-- start of RECORDS FOR THE EXERCISE --

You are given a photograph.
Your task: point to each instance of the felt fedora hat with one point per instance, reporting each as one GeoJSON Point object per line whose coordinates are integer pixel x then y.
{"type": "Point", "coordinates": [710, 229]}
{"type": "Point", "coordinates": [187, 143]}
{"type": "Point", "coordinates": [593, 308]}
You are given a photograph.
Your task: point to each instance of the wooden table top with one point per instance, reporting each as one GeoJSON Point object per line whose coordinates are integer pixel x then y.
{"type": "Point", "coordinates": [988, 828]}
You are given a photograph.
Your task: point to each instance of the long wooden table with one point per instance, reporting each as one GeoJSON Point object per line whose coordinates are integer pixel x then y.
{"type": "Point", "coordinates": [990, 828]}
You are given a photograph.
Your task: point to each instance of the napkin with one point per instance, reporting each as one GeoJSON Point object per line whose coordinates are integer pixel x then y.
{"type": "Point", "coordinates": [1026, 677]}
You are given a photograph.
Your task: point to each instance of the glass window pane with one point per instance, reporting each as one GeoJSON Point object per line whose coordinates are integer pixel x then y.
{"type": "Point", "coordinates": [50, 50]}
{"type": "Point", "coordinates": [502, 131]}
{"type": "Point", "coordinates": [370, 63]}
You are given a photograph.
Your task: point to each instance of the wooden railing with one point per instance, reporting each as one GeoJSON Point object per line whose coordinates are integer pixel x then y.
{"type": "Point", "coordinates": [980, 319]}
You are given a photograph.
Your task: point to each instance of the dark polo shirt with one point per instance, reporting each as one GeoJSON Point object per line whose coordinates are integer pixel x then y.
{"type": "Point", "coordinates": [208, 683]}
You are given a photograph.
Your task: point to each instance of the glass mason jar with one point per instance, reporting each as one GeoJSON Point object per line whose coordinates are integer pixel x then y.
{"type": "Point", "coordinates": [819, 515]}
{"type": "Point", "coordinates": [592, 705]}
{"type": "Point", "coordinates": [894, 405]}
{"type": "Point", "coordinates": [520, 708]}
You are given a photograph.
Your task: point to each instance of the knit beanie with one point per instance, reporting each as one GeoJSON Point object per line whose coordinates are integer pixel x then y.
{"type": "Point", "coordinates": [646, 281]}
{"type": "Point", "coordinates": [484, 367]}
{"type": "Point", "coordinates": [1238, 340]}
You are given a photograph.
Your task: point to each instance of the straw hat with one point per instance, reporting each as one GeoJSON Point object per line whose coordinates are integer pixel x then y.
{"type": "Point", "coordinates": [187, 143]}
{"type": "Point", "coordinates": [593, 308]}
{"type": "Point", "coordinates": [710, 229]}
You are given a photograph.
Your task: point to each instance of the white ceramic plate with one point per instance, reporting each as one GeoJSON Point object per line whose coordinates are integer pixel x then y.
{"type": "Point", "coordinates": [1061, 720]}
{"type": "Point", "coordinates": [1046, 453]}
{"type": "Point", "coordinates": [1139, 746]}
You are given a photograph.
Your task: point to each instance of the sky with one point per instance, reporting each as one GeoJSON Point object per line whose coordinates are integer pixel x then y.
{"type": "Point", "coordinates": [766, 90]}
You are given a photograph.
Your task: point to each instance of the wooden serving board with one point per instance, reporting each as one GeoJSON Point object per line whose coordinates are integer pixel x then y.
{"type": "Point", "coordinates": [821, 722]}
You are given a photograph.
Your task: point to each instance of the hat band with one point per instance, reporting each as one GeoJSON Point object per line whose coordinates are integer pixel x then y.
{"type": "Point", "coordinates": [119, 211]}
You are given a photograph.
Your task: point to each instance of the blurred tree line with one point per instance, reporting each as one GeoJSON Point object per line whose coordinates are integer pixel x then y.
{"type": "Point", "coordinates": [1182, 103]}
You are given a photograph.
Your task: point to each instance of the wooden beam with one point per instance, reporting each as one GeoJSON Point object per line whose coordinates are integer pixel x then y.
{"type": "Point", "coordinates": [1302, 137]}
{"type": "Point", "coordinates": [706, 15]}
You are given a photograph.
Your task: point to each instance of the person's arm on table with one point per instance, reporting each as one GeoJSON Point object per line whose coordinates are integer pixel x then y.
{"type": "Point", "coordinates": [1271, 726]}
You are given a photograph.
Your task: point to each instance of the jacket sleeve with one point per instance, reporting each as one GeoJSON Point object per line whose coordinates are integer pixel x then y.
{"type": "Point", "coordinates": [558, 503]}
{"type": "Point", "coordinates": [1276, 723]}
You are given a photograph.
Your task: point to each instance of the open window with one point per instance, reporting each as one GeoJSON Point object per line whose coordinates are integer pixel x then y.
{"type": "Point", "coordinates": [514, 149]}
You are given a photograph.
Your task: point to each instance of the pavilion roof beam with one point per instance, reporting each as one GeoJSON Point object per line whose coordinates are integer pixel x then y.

-- end of RECORDS FOR THE EXERCISE --

Without omitting anything, output the entries exactly.

You are given a photograph.
Your task: point to each instance of the felt fedora hat with one point per instance, reporting each as one GeoJSON Point object per line whose coordinates are integer pixel x then y.
{"type": "Point", "coordinates": [710, 229]}
{"type": "Point", "coordinates": [187, 143]}
{"type": "Point", "coordinates": [593, 308]}
You are given a photograph.
Your task: point to each instance of the wooden table top with one point per instance, reporting each as one GeoJSON Point object per line whose coordinates are integer pixel x then y.
{"type": "Point", "coordinates": [988, 828]}
You are given a photograph.
Your task: point to each instance of the long wooden table with one point per instance, reporting each as one GeoJSON Point object per line whose coordinates are integer pixel x then y.
{"type": "Point", "coordinates": [990, 828]}
You are given a photograph.
Your task: point to each instance of the napkin with one point per instance, reporting each as one GeoJSON Point object per line whose coordinates are integer pixel x then y.
{"type": "Point", "coordinates": [1026, 677]}
You are given a photograph.
Your task: point to each instance of the glass window pane with one point per instance, reporting each as one GeoJSON Point object per line whose coordinates are integer pixel x then y.
{"type": "Point", "coordinates": [50, 50]}
{"type": "Point", "coordinates": [502, 131]}
{"type": "Point", "coordinates": [370, 63]}
You are given a photograph.
Your task: point to each instance of the wooden railing with one point per instance, reporting each as one GeoJSON Point object per line whose coordinates are integer pixel x then y.
{"type": "Point", "coordinates": [980, 319]}
You are given a photograph.
Your task: point to each instance of the dark polo shirt with one point per instance, reporting each as one GeoJSON Point object per line whose coordinates are integer pixel x then y.
{"type": "Point", "coordinates": [208, 683]}
You are given a photograph.
Your task: point to each instance of the glass mason jar with one point per instance, reporting each as one GeoJSON Point object per line whose coordinates are integer pixel x then y.
{"type": "Point", "coordinates": [819, 515]}
{"type": "Point", "coordinates": [592, 705]}
{"type": "Point", "coordinates": [894, 405]}
{"type": "Point", "coordinates": [520, 708]}
You are given a photograph.
Your task: point to each instance of the knit beanie with one point per instance, reporting each as one GeoJSON Point object per line whose coordinates are integer pixel x then y.
{"type": "Point", "coordinates": [646, 281]}
{"type": "Point", "coordinates": [484, 367]}
{"type": "Point", "coordinates": [1238, 340]}
You are given a photograph.
Your task: point to each instance of the straw hat with one point per instance, reporting each as one GeoJSON Point object per line whose coordinates are integer pixel x then y.
{"type": "Point", "coordinates": [187, 143]}
{"type": "Point", "coordinates": [593, 308]}
{"type": "Point", "coordinates": [710, 229]}
You are given a photograph.
Your task: point to each instance of the white ceramic plate with one point per instance, reporting each as one GeoJSON Point object per line whose coordinates are integer pixel x then y.
{"type": "Point", "coordinates": [1061, 720]}
{"type": "Point", "coordinates": [1046, 453]}
{"type": "Point", "coordinates": [1139, 746]}
You are given a photograph.
Your task: point to each instance of the sky with one point per instance, reporting each as one GeoJSON Point object per line whose coordinates are integer pixel x then y.
{"type": "Point", "coordinates": [766, 90]}
You are given a photograph.
Your task: point to each instance of the wooden serving board with one point per instance, reporting each as one GeoJSON Point object per line whose coordinates are integer pixel x then y.
{"type": "Point", "coordinates": [821, 722]}
You are given a photograph.
Your task: point to each instance of the hat band with one point per instance, reporting each as one GeoJSON Point object per line whose coordinates are integer pixel x then y.
{"type": "Point", "coordinates": [119, 211]}
You are given a photograph.
Your task: point to each instance of the blurred tree line with one point per instance, reporting each as one GeoJSON Point object per line whose coordinates are integer pixel x then y.
{"type": "Point", "coordinates": [1182, 103]}
You are given a photograph.
Your task: point to each instance of the wooden beam with one point per instance, reporting each as one GeoJSON Point object per line whose coordinates are integer pixel x then y.
{"type": "Point", "coordinates": [1302, 137]}
{"type": "Point", "coordinates": [706, 15]}
You are given a photograph.
Your task: point to each instance of the person's arm on table with one point per instance, reporting each as one GeoJSON Point object per line whose coordinates are integer pixel x then y.
{"type": "Point", "coordinates": [1271, 726]}
You are given a photograph.
Your task: point to each instance of the jacket sleeve with one point per instance, reporting each as one GeoJSON Point object per line whose coordinates are integer pixel x then y.
{"type": "Point", "coordinates": [558, 503]}
{"type": "Point", "coordinates": [1276, 723]}
You are given a photograph.
Your task: point to each instance of the open window with one point per instance, reporting each as one GeoJSON Point object per line whose coordinates are integer pixel x then y.
{"type": "Point", "coordinates": [514, 149]}
You are given a photograph.
Your task: point to each instance of the pavilion roof beam with one point per instance, reporting each as one GeoJSON Point object per line whose coordinates are integer pixel x then y.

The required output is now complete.